____ Extrait

Sur cette base, les négociations relatives à la mise en oeuvre de cette coopération renforcée ont conduit, le 10 décembre 2012, le Conseil (Compétitivité) à trouver un accord sur les deux règlements de l'UE mettant en oeuvre la coopération renforcée (l'un portant sur la création du titre de propriété intellectuelle, et l'autre sur le régime des traductions).
Ces deux règlements ont été adoptés sur le fondement du nouvel article 118 introduit dans le TFUE par le traité de Lisbonne.
A ce titre, le règlement portant sur le titre a été adopté à la majorité qualifiée au Conseil et selon la procédure de codécision (article 118, paragraphe 1), tandis que l'autre l'a été à l'unanimité au Conseil, selon une procédure législative spéciale (article 118, paragraphe 2).
Le Parlement européen a confirmé, à une large majorité (plus de 480 voix pour, à peine 160 voix contre), son accord dès le lendemain.
Le premier règlement, adopté formellement le 17 décembre 2012 1 ( * ) , crée le titre de brevet européen à effet unitaire.
La gestion des brevets à effet unitaire sera confiée à l'Office européen des brevets (OEB), situé à Munich, déjà compétent pour gérer les brevets européens : une fois délivré par l'OEB, les effets juridiques du brevet s'étendront à l'ensemble des Etats membres de la coopération renforcée. Par conséquent, le règlement permettra de réduire considérablement les coûts liés à la validation des brevets : un brevet européen à effet unitaire valable dans l'ensemble des Etats participant à la coopération renforcée devrait coûter environ 6 500 euros selon la Commission européenne.
Le second règlement de l'UE, également adopté le 17 décembre 2012, définit le régime des traductions applicable à ce nouveau titre.
Il prévoit que le dépôt du brevet auprès de l'OEB devra se faire dans l'une des trois langues de travail de l'OEB (français, anglais, allemand). Dans le cas où le demandeur est ressortissant d'un État dont la langue n'est pas l'une des trois langues de l'OEB, il pourra rédiger sa demande dans sa langue, tout en fournissant une traduction dans une des langues de travail de l'OEB, dont le coût sera pris en charge par un mécanisme de compensation mutualisé entre les Etats membres.

________
____ Entrées fournies

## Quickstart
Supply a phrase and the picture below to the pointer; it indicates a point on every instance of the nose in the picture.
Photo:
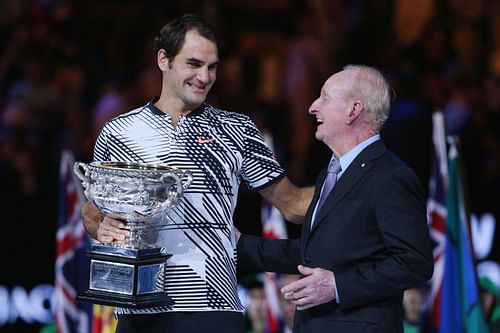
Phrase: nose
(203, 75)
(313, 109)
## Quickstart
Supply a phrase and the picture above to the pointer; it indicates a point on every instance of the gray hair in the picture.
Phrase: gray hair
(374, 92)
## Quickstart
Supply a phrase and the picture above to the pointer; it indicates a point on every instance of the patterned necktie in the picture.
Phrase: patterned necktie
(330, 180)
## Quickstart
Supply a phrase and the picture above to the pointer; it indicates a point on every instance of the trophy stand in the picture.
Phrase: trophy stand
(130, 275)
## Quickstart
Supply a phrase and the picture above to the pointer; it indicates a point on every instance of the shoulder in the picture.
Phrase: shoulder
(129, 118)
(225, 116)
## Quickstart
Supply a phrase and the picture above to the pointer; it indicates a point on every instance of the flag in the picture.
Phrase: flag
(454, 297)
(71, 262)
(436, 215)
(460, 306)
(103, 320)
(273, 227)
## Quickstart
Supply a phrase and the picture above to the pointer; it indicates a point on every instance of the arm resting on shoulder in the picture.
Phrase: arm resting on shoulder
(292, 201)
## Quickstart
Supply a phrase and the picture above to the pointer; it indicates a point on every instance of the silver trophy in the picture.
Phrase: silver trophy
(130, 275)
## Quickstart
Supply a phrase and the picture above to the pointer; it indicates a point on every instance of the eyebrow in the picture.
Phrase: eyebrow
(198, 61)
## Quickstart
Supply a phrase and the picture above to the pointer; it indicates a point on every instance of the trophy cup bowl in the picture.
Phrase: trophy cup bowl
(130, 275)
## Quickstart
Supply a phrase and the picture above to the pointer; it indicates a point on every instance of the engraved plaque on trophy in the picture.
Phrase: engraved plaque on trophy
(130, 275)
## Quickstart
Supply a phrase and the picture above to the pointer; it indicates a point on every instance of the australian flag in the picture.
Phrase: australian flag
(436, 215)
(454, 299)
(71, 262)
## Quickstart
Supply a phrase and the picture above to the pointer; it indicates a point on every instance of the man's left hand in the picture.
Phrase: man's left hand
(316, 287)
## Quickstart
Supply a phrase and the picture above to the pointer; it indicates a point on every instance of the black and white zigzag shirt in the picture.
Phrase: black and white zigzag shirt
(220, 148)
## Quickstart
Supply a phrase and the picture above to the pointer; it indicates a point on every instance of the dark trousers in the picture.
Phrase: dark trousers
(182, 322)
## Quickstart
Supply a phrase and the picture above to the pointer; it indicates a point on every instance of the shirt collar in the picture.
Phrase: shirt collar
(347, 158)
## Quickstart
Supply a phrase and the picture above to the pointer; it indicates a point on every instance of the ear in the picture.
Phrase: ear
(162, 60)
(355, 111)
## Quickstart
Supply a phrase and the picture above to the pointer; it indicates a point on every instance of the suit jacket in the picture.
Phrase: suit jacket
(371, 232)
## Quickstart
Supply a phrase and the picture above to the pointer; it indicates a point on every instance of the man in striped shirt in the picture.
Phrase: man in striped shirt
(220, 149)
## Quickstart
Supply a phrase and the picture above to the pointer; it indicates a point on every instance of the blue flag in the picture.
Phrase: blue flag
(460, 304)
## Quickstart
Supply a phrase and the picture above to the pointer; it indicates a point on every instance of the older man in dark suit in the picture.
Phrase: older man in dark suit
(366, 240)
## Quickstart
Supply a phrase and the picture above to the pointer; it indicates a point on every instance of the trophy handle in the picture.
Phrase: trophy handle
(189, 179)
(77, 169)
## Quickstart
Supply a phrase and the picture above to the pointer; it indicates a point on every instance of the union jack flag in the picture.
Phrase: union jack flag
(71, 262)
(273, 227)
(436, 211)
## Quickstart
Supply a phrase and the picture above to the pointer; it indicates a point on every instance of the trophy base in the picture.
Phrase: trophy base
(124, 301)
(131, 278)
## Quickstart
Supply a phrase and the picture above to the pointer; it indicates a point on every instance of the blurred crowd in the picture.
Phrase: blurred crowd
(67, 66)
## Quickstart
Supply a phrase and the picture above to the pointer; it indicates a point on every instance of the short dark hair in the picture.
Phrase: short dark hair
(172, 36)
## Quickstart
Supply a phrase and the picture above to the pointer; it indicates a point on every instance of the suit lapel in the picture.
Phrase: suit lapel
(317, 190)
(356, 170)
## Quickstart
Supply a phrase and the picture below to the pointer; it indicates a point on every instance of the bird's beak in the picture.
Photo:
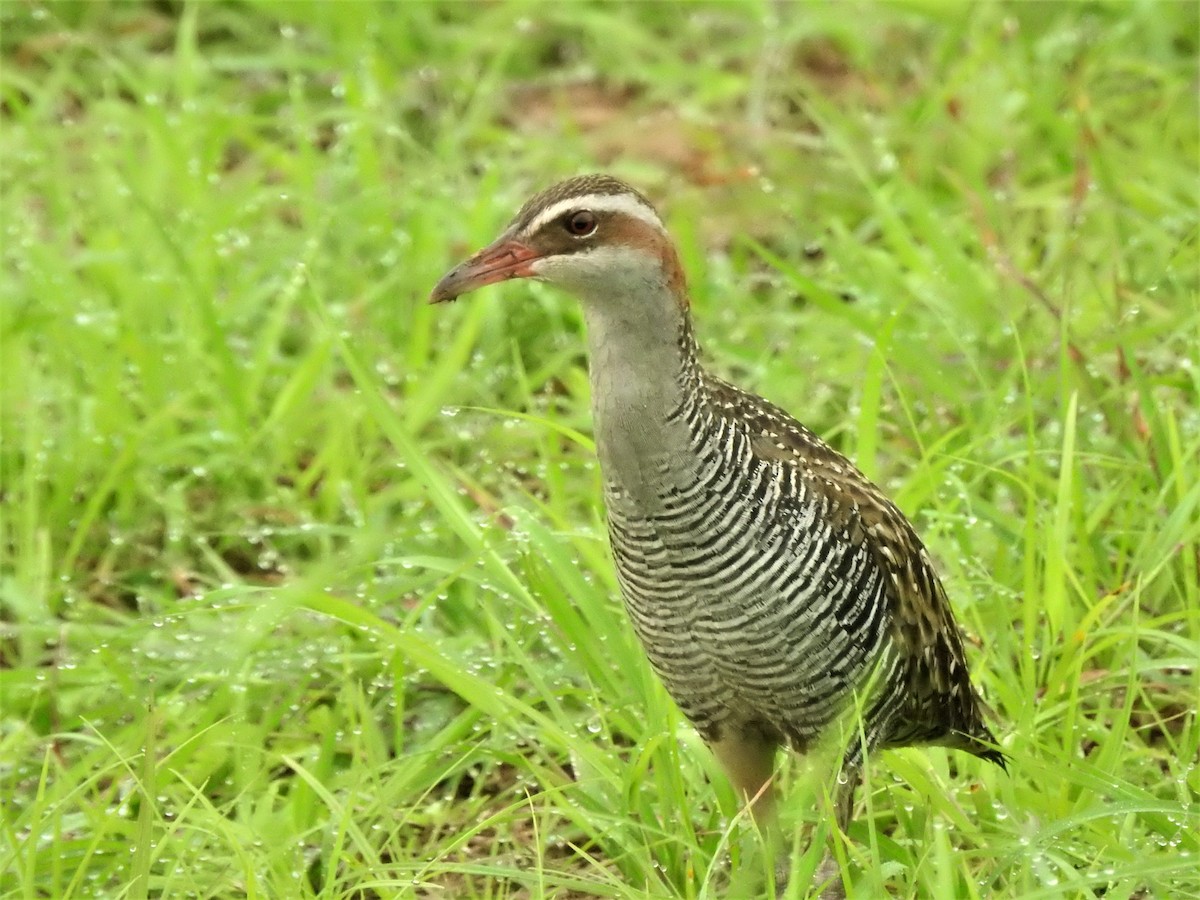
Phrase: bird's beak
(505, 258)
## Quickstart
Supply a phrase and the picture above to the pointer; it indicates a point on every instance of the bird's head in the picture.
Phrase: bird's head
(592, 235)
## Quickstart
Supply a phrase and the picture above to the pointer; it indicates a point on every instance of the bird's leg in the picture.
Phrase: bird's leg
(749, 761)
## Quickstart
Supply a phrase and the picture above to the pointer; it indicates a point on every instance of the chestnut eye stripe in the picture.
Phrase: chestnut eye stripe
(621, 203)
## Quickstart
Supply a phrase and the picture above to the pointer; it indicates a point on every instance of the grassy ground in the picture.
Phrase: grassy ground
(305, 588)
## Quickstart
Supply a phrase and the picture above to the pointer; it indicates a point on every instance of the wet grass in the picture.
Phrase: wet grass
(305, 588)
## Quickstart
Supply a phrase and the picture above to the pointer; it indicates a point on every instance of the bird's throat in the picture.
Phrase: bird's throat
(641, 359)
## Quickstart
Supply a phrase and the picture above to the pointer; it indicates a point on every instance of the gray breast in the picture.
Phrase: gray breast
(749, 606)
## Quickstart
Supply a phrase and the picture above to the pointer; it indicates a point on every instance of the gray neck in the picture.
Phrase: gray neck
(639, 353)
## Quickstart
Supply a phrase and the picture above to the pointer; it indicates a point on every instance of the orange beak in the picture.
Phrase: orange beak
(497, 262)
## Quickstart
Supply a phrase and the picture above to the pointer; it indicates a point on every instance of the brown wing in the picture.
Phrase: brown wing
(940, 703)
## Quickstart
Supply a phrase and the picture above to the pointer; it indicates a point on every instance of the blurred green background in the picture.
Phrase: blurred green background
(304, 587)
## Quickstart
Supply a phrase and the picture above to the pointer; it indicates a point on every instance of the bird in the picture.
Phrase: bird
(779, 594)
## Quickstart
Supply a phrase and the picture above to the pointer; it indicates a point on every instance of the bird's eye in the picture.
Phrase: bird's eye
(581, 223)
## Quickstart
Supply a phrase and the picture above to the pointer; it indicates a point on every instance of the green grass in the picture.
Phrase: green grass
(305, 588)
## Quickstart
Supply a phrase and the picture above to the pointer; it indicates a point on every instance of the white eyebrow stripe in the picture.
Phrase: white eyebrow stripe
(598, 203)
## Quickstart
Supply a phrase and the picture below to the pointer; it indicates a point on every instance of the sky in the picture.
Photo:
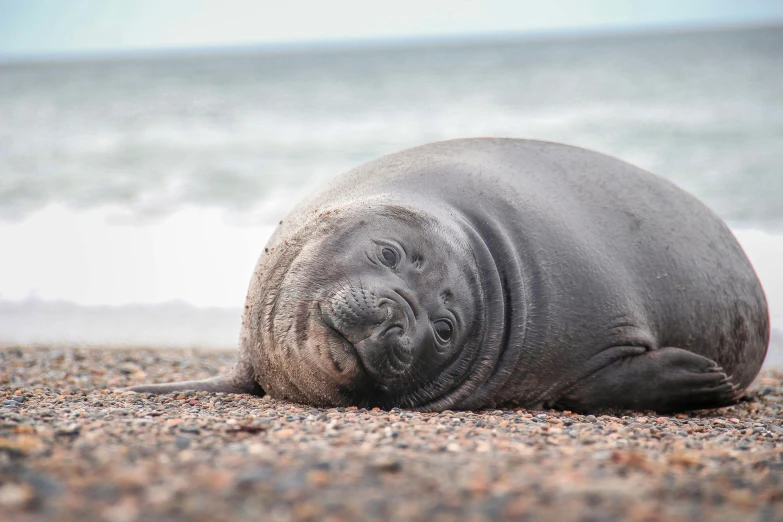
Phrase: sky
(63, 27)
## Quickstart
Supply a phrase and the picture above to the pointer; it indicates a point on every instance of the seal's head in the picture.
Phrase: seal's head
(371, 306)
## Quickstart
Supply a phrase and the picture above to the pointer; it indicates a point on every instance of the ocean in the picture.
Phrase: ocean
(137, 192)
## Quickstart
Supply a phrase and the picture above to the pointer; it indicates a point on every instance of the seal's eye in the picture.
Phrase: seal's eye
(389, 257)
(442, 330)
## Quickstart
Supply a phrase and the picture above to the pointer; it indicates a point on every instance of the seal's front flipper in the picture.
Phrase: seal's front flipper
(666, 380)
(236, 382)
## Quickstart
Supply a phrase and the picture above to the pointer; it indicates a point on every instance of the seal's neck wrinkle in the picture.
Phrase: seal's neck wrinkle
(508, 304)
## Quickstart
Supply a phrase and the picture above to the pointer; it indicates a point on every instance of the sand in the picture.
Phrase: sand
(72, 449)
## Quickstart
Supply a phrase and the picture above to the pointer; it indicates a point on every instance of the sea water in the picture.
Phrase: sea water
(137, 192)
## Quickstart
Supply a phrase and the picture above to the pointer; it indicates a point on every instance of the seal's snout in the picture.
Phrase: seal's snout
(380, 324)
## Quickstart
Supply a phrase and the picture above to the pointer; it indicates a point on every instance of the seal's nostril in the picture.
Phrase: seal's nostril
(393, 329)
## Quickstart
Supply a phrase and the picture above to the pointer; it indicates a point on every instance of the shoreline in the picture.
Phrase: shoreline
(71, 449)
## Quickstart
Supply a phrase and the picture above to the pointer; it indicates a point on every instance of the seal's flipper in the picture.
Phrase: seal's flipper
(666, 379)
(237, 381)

________
____ Entrées fournies

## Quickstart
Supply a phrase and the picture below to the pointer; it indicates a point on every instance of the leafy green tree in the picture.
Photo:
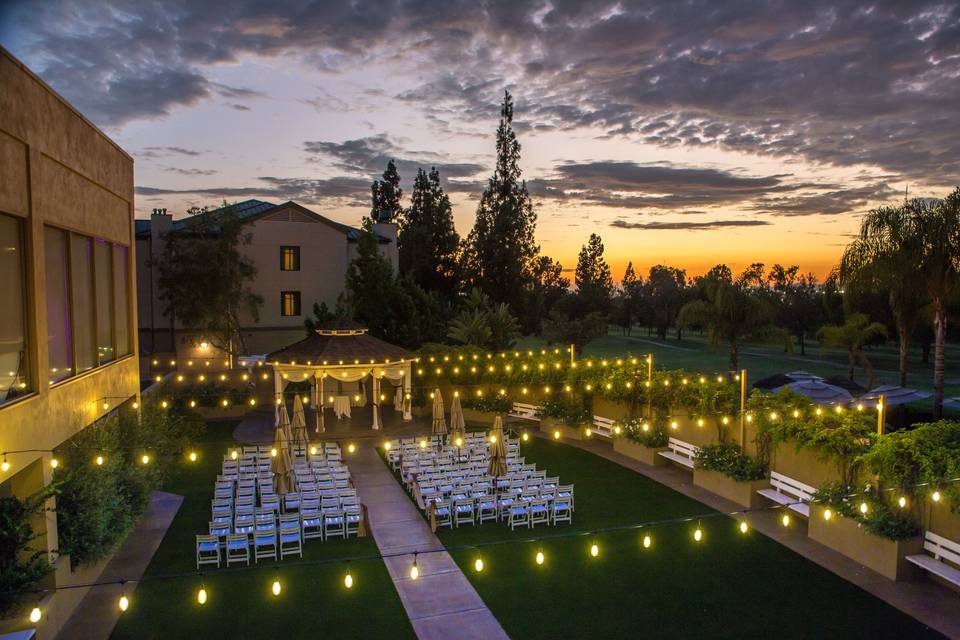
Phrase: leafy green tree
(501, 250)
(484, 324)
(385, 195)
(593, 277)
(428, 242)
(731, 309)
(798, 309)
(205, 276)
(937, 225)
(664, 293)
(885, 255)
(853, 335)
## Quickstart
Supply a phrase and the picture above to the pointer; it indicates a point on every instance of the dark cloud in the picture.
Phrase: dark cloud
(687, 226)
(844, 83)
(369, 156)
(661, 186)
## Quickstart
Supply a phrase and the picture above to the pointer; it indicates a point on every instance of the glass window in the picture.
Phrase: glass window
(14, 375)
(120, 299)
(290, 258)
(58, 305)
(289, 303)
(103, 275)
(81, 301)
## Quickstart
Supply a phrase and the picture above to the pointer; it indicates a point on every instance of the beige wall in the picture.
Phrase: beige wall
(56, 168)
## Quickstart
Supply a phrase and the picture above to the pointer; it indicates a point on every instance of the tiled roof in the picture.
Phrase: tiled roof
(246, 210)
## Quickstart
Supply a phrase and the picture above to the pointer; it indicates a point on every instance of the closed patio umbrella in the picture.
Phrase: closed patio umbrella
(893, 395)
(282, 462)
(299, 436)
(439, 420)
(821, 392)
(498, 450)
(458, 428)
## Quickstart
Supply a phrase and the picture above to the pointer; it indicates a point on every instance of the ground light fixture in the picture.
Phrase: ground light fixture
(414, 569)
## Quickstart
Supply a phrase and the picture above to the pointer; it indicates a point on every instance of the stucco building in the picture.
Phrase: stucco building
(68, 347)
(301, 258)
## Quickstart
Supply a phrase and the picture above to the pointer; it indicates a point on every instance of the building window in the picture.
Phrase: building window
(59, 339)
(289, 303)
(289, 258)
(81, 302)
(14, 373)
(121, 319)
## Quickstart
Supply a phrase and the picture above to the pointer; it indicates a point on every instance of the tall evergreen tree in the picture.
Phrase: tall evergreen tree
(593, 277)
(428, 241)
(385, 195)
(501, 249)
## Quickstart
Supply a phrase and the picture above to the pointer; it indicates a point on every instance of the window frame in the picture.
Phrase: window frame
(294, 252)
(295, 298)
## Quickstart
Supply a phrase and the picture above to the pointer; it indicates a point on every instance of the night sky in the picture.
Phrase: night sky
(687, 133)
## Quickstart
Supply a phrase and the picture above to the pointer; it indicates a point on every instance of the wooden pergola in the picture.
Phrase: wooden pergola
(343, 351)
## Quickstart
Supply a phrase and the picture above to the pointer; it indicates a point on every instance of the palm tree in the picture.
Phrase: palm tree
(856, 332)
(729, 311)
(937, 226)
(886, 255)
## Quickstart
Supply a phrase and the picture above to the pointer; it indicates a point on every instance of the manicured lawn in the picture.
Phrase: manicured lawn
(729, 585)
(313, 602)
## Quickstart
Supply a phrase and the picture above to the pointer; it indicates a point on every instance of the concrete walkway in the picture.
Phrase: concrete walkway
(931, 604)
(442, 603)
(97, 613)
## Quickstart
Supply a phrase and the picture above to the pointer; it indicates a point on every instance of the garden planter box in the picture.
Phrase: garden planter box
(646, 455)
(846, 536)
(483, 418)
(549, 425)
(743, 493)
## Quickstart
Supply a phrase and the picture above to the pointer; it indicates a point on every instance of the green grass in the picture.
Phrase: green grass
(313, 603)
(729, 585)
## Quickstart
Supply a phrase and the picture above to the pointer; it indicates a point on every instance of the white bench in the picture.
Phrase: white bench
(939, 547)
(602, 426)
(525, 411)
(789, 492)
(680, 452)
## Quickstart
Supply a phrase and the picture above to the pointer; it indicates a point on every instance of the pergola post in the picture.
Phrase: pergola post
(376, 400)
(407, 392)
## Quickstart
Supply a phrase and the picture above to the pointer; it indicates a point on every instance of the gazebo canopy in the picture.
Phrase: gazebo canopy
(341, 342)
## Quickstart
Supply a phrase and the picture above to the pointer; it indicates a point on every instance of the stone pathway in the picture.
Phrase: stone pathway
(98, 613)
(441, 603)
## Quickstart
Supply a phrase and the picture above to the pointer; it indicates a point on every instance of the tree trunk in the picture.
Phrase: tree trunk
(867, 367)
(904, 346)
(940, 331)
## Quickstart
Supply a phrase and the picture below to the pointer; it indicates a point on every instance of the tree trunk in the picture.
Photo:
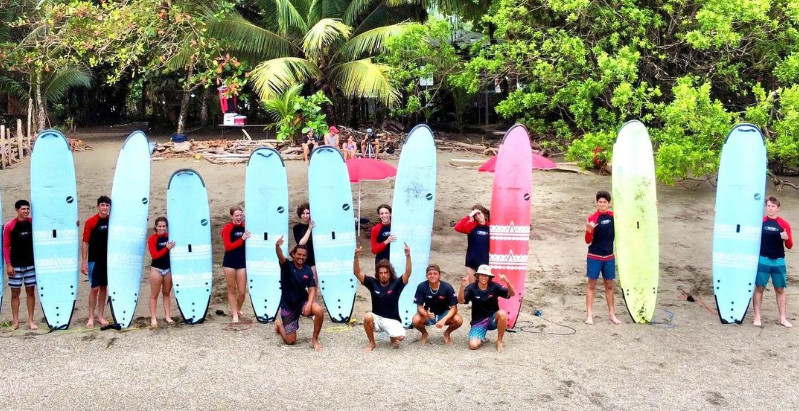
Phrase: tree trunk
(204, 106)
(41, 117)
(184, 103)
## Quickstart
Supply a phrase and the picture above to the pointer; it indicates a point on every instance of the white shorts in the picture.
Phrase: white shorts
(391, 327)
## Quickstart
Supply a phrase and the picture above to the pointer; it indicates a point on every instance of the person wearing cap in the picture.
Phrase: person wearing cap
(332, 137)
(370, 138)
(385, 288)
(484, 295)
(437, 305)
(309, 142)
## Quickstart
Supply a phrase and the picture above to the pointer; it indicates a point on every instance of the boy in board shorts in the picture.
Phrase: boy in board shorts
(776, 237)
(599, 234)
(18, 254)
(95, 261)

________

#### Sujet à traiter:
Répondez aux questions suivantes à partir de l'extrait sur le brevet européen à effet unitaire :
(a) À quelle date le Conseil (Compétitivité) a-t-il trouvé un accord sur les deux règlements ?
(b) Dans quelle ville l'Office européen des brevets est-il situé ?
(c) Quelles sont les trois langues de travail de l'OEB ?

#### Bonne réponse:
(a) Le 10 décembre 2012.
(b) À Munich.
(c) Le français, l'anglais et l'allemand.